--- begin Data for processing ---
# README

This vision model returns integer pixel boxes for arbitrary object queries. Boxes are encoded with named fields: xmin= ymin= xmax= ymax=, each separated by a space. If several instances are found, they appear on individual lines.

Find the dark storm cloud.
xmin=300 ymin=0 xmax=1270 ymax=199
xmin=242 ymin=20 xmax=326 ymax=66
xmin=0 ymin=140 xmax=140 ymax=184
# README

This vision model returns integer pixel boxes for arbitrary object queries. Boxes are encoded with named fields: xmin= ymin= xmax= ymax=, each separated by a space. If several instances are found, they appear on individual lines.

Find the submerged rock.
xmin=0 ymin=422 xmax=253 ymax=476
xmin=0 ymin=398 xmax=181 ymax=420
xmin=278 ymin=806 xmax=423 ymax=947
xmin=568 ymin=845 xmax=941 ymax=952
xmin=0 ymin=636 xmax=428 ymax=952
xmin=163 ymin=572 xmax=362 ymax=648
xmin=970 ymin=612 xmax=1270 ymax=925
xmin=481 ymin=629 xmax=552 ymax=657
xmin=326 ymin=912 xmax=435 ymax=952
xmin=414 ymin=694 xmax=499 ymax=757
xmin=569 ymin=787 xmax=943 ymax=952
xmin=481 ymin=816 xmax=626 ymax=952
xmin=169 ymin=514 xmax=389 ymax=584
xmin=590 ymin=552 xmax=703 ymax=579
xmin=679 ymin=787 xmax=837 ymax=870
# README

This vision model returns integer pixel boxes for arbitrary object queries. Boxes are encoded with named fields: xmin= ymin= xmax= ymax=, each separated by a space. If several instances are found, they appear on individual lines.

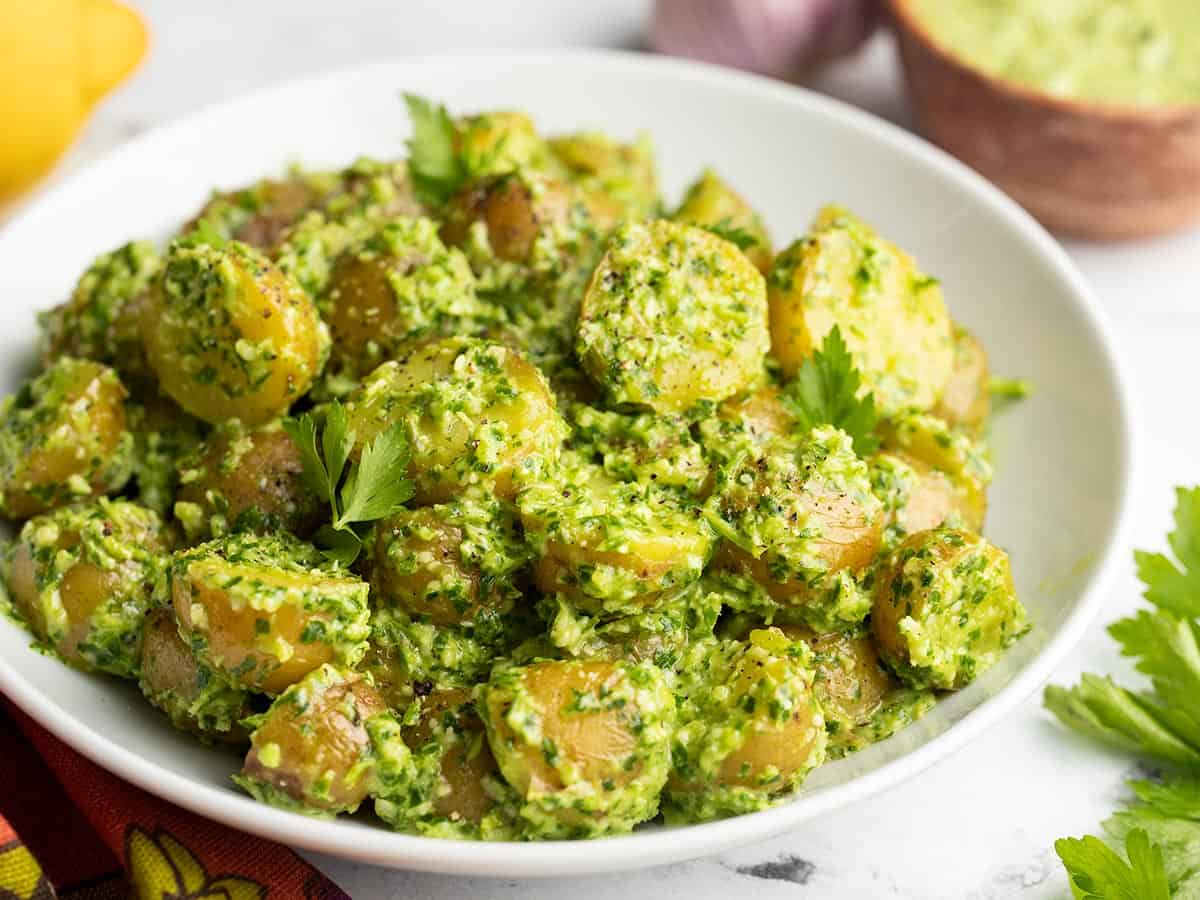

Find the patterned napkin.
xmin=0 ymin=697 xmax=349 ymax=900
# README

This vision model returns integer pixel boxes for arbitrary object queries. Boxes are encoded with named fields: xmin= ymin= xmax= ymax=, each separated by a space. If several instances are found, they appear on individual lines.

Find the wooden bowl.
xmin=887 ymin=0 xmax=1200 ymax=240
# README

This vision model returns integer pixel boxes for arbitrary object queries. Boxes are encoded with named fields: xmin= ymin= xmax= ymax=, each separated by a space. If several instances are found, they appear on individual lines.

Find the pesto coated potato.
xmin=480 ymin=660 xmax=674 ymax=838
xmin=768 ymin=206 xmax=954 ymax=415
xmin=175 ymin=419 xmax=328 ymax=541
xmin=348 ymin=337 xmax=566 ymax=504
xmin=376 ymin=688 xmax=502 ymax=838
xmin=671 ymin=169 xmax=772 ymax=275
xmin=871 ymin=528 xmax=1025 ymax=690
xmin=323 ymin=218 xmax=497 ymax=378
xmin=138 ymin=607 xmax=251 ymax=744
xmin=0 ymin=356 xmax=133 ymax=518
xmin=665 ymin=629 xmax=827 ymax=822
xmin=37 ymin=241 xmax=162 ymax=380
xmin=234 ymin=665 xmax=407 ymax=812
xmin=706 ymin=426 xmax=882 ymax=629
xmin=368 ymin=493 xmax=529 ymax=625
xmin=168 ymin=533 xmax=368 ymax=694
xmin=6 ymin=498 xmax=167 ymax=678
xmin=517 ymin=461 xmax=714 ymax=614
xmin=142 ymin=242 xmax=329 ymax=425
xmin=547 ymin=131 xmax=659 ymax=229
xmin=575 ymin=221 xmax=770 ymax=413
xmin=932 ymin=326 xmax=991 ymax=432
xmin=442 ymin=172 xmax=572 ymax=263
--- end Data for processing ---
Copy the lines from the start of the rows through the line containing "xmin=887 ymin=0 xmax=1200 ymax=240", inclusive. Leave the pictures out of your copy.

- [Problem solution]
# README

This vision model returns integer pixel boxes for arbitrary object queries. Boxes are encoded with named fields: xmin= ymin= xmax= ymax=, each separated by a space. If several instances are found, they appear on individual lines.

Find the dark storm cloud.
xmin=300 ymin=0 xmax=1270 ymax=199
xmin=242 ymin=20 xmax=326 ymax=66
xmin=0 ymin=140 xmax=140 ymax=184
# README

This vision model returns integer pixel boxes for arbitrary object queries. Boxes are encoded with named fields: xmin= ymin= xmax= ymax=, each separated by a space. If several instances are found, they appear on individual lines.

Find the submerged rock.
xmin=0 ymin=422 xmax=253 ymax=476
xmin=0 ymin=398 xmax=181 ymax=420
xmin=278 ymin=806 xmax=423 ymax=947
xmin=568 ymin=845 xmax=941 ymax=952
xmin=0 ymin=636 xmax=428 ymax=952
xmin=163 ymin=572 xmax=362 ymax=648
xmin=970 ymin=612 xmax=1270 ymax=925
xmin=481 ymin=629 xmax=552 ymax=657
xmin=326 ymin=912 xmax=435 ymax=952
xmin=414 ymin=694 xmax=499 ymax=757
xmin=569 ymin=787 xmax=943 ymax=952
xmin=481 ymin=816 xmax=626 ymax=952
xmin=169 ymin=514 xmax=389 ymax=584
xmin=590 ymin=552 xmax=703 ymax=579
xmin=679 ymin=787 xmax=837 ymax=870
# README

This vision model returns integer pixel boxes for arbitrary object queries. Boxes are encoded with named fields: xmin= ymin= xmax= ymax=, each separated by a space. If several instances are found, they appear on individual lines.


Find the patterned napkin.
xmin=0 ymin=697 xmax=349 ymax=900
# README

This vision model returns integer pixel boxes for arbitrary object queries. Boxes are encoded with named fields: xmin= ymin= xmax= ymax=, each separated by a space. If several instances are found, they appear on individual lines.

Find the wooden bowl.
xmin=887 ymin=0 xmax=1200 ymax=240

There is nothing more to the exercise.